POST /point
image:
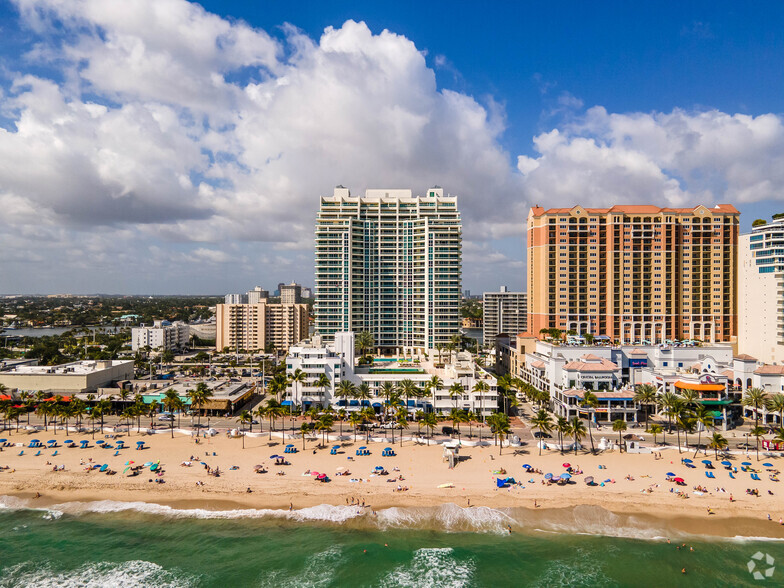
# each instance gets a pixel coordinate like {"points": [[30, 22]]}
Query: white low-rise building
{"points": [[161, 336], [336, 361]]}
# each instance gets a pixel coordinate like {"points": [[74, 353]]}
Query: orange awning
{"points": [[695, 386]]}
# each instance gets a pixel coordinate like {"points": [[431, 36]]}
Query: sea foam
{"points": [[128, 574]]}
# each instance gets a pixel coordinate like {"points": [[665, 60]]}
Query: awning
{"points": [[696, 386]]}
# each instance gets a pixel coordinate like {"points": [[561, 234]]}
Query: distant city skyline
{"points": [[167, 147]]}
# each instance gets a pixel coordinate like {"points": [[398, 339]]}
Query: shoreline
{"points": [[566, 519], [635, 497]]}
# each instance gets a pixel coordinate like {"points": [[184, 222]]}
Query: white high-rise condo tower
{"points": [[389, 263]]}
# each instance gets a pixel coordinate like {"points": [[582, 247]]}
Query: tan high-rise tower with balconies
{"points": [[634, 273]]}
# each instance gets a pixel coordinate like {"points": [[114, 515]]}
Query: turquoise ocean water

▶ _Your objective_
Only lines of the data holding the word "gets" go in the answer. Please copy each of them.

▶ _Task result_
# each instance gets a pixel coordinate like {"points": [[30, 22]]}
# each instance gets a pixel coordinate like {"points": [[74, 353]]}
# each instance gets a pixel coordinate like {"points": [[431, 36]]}
# each instance gets a pixel coordinate like {"points": [[665, 60]]}
# each instance gets a pixel coordinate like {"points": [[561, 234]]}
# each instance gets a pixel coordinate like {"points": [[398, 339]]}
# each instance gets a pixel coordinate like {"points": [[184, 222]]}
# each instance gets a pixel coordinate like {"points": [[582, 247]]}
# each instance gets a pixel coordinate like {"points": [[114, 515]]}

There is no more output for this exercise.